* [JOB A]:
Echo the lines of the stored-data entries from the line with "In the photo above, where can the olympus" up to and including the line with "column 493, row 425".

* [SELECTED EXTRACT]:
►

Here he is (the bolding at the end is my doing, but the words are his):

In my opinion, thinking about the elections we sometimes forget to start with what we know. We don’t know who’s going to win or what they will do – or try to do when it comes down to it. We do have a pretty good idea what they won’t do. Suffice it to say, what they won’t do includes some of the most important things the American people want (not to mention the rest of the world so deeply affected by US policies).

In every poll I know of, for example, a majority of Americans – or at the very least a strong plurality – always prefer some kind of 'universal health care' system such as what we call 'single-payer' (more or less the Canadian or British system). But there are powerful interests that want just the opposite, so we will not get it any time soon no matter who wins in November. Of the three remaining possibilities Clinton probably comes closest to at least proposing something like what we want, but that's not really very close. Besides, she has been weighed in that balance already, when Bill was prez, and found wanting. By that I mean she championed a miserable charade of a healthcare plan, which became infamous even in the mainstream for its potential to enrich our vampiric health insurance companies. Maybe this is one reason that, among all the candidates, Hillary is the number one recipient of donations from the health insurance industry. Who knows? Anyway, it didn't fly despite her long-famous abilities as an aggressive negotiator (when she was a big-time corporate lawyer). Now it seems she has tamed her proposal considerably. Single-payer ain’t happenin.

◄

* [JOB B]:
Duplicate the election commentary word for word from "Here he is (the" up to and including "by US policies).".

* [Stored data]:
►

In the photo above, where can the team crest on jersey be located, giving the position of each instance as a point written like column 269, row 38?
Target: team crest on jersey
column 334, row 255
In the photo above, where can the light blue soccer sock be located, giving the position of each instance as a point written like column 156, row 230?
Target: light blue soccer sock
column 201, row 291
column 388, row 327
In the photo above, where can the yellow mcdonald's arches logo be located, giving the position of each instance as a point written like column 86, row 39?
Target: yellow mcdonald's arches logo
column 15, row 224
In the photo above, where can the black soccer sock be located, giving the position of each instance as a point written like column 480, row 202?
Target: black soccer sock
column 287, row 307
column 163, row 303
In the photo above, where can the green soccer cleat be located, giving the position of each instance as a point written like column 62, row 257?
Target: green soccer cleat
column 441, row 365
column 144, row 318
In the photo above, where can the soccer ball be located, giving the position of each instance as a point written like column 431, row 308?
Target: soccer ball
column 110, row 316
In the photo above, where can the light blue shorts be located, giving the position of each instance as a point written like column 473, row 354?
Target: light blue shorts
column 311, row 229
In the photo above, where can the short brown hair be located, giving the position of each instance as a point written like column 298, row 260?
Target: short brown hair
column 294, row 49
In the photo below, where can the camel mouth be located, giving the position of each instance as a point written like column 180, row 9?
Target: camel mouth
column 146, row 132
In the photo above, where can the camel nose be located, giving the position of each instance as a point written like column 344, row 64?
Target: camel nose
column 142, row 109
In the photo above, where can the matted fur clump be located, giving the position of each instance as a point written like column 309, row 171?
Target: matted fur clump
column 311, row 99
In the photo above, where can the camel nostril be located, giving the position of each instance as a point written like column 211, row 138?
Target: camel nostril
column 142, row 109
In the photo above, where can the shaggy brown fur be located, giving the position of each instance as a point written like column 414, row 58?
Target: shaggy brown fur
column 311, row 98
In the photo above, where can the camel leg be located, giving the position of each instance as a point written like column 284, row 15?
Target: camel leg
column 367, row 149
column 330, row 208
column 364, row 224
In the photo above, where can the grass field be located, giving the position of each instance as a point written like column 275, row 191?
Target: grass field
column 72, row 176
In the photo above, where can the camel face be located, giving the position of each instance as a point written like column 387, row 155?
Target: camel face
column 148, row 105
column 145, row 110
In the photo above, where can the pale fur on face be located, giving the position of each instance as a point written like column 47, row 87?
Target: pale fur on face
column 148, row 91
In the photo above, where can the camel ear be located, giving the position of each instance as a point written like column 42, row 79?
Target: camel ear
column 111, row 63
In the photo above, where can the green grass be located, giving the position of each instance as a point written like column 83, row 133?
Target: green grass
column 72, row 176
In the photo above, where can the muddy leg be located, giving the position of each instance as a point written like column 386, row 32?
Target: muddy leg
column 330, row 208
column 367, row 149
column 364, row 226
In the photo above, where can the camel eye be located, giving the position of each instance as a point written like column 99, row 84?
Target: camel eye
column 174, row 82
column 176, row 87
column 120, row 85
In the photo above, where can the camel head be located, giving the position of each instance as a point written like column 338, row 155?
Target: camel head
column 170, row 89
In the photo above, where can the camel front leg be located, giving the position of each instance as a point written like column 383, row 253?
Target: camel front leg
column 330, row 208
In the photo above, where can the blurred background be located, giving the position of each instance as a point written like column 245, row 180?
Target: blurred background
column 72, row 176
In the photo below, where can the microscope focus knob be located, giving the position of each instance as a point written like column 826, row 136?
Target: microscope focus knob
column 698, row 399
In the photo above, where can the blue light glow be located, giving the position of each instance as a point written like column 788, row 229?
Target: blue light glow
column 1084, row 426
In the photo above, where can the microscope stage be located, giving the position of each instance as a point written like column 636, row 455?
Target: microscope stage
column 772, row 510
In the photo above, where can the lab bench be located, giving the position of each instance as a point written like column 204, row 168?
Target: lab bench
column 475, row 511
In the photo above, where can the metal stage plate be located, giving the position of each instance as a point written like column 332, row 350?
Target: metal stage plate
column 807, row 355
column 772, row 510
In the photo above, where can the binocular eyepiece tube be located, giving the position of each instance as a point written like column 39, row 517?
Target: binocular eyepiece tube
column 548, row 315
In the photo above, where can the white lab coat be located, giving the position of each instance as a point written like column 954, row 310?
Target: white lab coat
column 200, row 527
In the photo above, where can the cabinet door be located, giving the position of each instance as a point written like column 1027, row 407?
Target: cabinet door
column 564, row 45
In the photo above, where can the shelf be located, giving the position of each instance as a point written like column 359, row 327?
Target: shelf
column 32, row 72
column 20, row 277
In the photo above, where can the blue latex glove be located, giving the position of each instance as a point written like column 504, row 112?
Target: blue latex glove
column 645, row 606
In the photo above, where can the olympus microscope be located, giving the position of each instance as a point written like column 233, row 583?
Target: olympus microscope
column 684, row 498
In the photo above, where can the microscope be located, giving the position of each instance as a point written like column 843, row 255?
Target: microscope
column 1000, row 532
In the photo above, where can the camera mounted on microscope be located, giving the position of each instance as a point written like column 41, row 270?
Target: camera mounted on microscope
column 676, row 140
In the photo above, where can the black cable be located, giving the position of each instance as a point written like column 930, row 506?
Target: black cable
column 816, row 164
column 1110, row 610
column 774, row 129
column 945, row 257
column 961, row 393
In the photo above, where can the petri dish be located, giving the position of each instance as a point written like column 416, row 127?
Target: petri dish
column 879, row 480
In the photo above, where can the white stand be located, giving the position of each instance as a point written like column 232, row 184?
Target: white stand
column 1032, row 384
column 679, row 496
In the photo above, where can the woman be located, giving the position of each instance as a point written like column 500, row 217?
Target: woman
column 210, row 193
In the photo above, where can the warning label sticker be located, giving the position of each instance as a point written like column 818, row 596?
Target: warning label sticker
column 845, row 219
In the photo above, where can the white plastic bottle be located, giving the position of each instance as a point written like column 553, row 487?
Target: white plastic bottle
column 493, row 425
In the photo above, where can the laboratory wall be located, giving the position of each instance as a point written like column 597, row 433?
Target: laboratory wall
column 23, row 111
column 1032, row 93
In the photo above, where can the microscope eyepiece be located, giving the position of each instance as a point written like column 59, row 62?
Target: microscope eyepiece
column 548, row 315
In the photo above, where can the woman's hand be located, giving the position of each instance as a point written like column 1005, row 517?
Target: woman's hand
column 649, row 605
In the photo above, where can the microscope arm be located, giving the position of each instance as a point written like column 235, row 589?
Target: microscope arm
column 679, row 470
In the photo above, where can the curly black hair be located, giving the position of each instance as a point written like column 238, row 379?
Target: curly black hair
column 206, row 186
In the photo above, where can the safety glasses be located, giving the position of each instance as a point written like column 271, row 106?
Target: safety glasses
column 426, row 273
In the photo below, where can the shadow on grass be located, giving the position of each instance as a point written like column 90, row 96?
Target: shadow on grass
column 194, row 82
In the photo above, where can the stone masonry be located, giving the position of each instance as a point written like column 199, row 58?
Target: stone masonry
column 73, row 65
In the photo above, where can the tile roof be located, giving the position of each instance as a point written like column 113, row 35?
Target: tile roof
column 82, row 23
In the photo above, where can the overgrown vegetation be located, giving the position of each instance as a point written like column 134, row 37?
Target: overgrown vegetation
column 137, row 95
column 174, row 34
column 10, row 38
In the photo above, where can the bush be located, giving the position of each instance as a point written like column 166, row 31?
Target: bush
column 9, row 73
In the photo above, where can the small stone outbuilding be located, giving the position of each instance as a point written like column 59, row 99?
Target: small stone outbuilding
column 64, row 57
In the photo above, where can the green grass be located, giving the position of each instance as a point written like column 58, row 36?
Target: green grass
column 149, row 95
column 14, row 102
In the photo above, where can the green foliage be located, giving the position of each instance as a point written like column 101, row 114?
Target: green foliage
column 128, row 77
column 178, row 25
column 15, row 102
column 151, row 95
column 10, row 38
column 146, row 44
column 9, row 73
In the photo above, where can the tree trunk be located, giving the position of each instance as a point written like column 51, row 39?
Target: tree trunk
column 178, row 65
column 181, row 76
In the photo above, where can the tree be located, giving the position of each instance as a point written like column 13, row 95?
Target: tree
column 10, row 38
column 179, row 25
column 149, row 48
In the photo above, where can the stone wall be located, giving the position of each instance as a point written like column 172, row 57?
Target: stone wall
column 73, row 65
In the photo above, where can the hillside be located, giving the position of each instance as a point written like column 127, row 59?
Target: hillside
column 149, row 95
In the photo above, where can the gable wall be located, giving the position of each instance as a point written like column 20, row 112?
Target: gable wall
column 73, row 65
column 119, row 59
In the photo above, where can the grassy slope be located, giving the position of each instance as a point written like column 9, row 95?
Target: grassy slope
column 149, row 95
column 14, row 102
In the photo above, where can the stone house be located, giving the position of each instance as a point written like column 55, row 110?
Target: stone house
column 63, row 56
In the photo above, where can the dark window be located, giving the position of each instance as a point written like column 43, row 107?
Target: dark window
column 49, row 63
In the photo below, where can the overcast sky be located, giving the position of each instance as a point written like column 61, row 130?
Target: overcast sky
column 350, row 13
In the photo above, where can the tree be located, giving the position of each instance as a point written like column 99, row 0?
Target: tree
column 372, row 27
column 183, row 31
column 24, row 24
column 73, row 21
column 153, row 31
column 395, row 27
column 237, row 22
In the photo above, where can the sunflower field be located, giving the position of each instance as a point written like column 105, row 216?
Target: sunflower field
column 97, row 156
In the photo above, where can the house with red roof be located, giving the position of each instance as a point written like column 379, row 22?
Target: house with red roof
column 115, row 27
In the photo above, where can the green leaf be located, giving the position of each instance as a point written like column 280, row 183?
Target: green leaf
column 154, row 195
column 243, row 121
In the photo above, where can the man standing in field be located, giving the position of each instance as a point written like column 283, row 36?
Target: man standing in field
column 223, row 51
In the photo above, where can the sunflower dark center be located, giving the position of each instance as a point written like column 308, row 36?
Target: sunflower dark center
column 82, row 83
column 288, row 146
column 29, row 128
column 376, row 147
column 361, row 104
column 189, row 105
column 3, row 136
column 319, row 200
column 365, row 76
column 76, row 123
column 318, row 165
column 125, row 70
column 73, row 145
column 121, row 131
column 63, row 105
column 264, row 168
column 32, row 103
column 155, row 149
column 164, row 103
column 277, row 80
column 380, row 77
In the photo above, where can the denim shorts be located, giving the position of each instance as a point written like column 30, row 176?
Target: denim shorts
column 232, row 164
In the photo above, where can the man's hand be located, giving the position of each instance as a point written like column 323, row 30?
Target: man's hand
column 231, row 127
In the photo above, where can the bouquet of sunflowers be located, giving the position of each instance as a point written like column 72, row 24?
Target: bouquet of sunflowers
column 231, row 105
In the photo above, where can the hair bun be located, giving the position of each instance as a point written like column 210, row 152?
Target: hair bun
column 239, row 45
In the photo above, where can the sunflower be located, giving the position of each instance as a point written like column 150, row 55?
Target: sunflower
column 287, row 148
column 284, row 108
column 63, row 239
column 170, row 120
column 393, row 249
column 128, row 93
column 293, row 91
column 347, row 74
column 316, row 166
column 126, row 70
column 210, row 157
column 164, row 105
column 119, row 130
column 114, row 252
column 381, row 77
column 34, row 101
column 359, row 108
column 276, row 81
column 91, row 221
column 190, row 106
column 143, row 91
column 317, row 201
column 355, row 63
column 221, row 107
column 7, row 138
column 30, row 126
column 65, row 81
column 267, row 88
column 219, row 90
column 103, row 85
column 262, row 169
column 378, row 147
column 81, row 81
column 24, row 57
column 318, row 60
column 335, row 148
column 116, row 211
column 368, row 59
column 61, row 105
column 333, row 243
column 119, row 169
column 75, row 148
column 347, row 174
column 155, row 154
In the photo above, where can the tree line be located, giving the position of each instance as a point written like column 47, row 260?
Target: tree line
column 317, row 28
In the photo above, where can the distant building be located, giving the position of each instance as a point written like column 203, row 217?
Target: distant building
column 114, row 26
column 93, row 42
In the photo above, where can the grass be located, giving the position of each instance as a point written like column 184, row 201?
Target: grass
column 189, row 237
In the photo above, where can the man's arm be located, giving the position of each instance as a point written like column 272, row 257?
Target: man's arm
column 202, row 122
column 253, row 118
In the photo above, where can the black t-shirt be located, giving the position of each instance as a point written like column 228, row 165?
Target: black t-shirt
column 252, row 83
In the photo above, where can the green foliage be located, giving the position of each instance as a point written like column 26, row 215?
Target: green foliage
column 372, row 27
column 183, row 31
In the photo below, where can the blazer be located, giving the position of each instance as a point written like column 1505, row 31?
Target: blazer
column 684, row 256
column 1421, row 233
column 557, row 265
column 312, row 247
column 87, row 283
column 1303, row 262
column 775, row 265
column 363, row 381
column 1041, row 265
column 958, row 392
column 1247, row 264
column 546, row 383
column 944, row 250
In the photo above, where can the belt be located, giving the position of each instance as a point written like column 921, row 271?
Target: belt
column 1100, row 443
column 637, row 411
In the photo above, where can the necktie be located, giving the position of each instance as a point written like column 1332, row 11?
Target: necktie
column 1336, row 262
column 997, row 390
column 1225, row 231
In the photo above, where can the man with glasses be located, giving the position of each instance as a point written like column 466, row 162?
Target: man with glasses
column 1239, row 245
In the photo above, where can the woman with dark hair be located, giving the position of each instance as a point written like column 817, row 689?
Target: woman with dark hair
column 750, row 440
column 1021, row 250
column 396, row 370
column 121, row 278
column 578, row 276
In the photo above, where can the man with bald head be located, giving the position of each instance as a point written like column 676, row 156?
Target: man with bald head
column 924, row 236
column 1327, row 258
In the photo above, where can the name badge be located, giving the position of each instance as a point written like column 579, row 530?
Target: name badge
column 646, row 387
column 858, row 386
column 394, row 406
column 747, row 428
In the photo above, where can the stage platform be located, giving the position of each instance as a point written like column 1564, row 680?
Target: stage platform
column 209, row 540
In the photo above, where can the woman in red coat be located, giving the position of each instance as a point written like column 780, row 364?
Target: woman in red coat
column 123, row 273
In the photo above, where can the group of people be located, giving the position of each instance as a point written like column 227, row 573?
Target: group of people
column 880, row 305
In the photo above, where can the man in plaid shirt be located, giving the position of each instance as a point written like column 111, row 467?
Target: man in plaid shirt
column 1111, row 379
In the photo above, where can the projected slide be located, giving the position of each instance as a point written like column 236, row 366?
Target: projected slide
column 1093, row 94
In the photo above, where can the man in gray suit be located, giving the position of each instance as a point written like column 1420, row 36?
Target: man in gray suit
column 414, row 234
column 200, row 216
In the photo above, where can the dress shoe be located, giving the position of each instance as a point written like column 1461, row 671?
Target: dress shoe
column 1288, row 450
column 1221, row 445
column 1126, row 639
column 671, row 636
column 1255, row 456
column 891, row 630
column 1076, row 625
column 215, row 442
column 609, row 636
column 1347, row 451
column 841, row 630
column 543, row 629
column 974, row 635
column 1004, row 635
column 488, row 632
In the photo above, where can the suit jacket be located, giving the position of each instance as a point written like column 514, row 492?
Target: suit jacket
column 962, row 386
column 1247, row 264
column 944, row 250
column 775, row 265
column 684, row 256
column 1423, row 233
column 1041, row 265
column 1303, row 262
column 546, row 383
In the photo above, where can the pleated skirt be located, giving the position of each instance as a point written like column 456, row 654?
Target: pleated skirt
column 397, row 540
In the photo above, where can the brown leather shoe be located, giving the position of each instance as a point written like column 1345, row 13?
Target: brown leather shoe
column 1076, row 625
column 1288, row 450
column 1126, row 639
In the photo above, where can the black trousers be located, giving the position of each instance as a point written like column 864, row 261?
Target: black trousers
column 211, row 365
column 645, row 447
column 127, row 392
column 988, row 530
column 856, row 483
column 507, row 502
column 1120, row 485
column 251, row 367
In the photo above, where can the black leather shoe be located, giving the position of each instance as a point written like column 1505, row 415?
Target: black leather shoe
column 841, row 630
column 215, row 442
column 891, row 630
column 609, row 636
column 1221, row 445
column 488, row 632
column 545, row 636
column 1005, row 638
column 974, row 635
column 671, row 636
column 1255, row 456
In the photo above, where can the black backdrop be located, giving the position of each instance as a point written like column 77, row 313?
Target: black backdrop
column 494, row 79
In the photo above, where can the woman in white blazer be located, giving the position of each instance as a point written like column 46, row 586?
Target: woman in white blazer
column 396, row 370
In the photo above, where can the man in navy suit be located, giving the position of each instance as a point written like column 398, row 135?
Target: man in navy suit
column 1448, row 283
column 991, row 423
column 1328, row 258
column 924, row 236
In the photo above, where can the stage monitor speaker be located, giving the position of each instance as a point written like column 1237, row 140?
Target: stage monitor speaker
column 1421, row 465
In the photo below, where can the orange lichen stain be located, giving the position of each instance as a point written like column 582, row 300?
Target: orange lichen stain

◄

* [REPLY A]:
In the photo above, where can the olympus microscope be located, giving the position of each instance as a point written like column 233, row 583?
Target: olympus microscope
column 684, row 498
In the photo above, where can the microscope be located, giving the position of each instance as a point written like column 843, row 255?
Target: microscope
column 1000, row 532
In the photo above, where can the camera mounted on microscope be located, giving the position of each instance as a point written like column 41, row 270?
Target: camera mounted on microscope
column 676, row 140
In the photo above, where can the black cable be located, giving the position of each instance as a point written like column 930, row 506?
Target: black cable
column 816, row 164
column 1110, row 610
column 774, row 129
column 945, row 257
column 961, row 393
In the photo above, where can the petri dish be located, giving the position of each instance as a point written like column 416, row 127?
Target: petri dish
column 879, row 480
In the photo above, where can the white stand be located, giving the position of each instance as a point written like column 232, row 184?
Target: white stand
column 1032, row 384
column 679, row 496
In the photo above, where can the woman be located, giving the position of each instance as a point written like column 500, row 217?
Target: woman
column 210, row 193
In the photo above, where can the warning label sticker be located, giving the position of each instance as a point written like column 818, row 596?
Target: warning label sticker
column 845, row 219
In the photo above, where can the white plastic bottle be located, giving the position of each instance as a point written like column 553, row 487?
Target: white plastic bottle
column 493, row 425

* [REPLY B]:
Here he is (the bolding at the end is my doing, but the words are his):

In my opinion, thinking about the elections we sometimes forget to start with what we know. We don’t know who’s going to win or what they will do – or try to do when it comes down to it. We do have a pretty good idea what they won’t do. Suffice it to say, what they won’t do includes some of the most important things the American people want (not to mention the rest of the world so deeply affected by US policies).